• What to work on
Identify each line in the records below that contains the word "white", and copy it.

• Records provided
---

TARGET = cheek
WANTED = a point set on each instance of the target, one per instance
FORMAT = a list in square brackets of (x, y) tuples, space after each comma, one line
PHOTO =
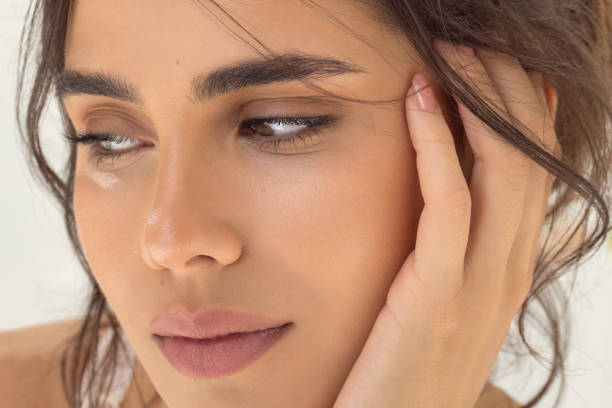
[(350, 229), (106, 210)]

---

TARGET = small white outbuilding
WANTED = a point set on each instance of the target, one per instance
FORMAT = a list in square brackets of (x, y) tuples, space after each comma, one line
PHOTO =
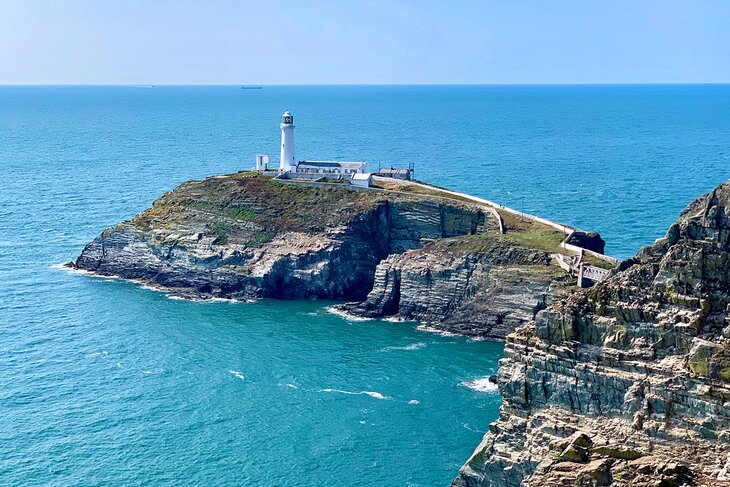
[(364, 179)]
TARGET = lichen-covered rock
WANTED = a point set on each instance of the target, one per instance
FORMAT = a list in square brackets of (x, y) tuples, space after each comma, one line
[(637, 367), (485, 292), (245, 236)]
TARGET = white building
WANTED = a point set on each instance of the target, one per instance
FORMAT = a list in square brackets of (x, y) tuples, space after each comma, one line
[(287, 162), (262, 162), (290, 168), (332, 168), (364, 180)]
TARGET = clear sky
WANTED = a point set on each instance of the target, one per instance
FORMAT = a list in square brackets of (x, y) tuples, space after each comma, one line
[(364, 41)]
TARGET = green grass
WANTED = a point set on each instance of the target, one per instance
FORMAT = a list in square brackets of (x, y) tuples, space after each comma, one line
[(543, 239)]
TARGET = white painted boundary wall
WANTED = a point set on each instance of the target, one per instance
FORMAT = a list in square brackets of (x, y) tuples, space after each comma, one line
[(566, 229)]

---

• Reply
TARGET = small white outbuilding
TARGET = white building
TARGET = white painted boundary wall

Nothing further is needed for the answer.